Data to use:
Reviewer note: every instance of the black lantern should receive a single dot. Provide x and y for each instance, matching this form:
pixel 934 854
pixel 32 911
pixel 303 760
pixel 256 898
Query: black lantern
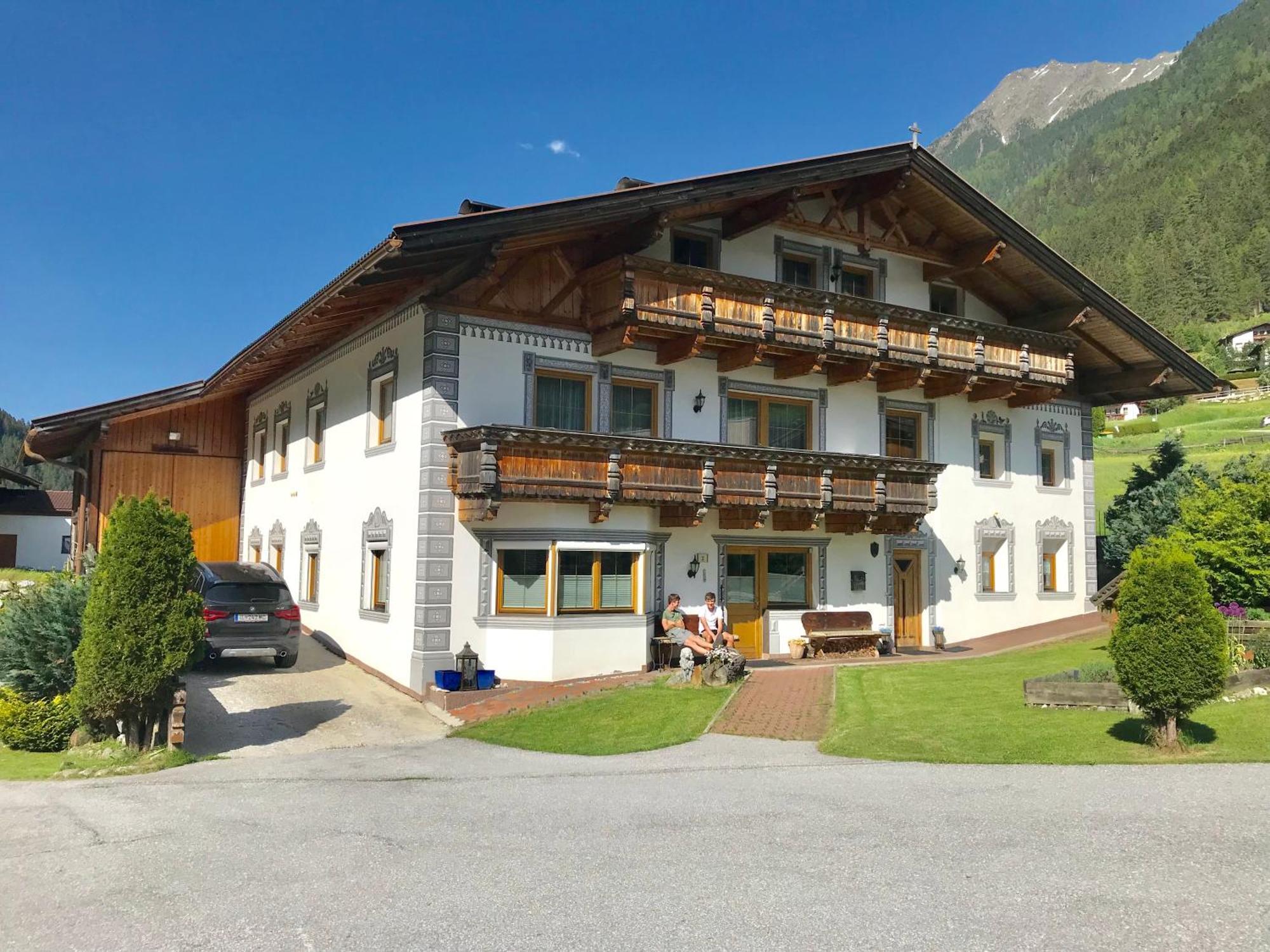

Task prompt: Copy, from the material, each line that holds the string "lantern".

Solution to this problem:
Reviewer note: every instance of the black lantern should receive a single dot. Provide x and y for each instance, matching this form:
Query: black lantern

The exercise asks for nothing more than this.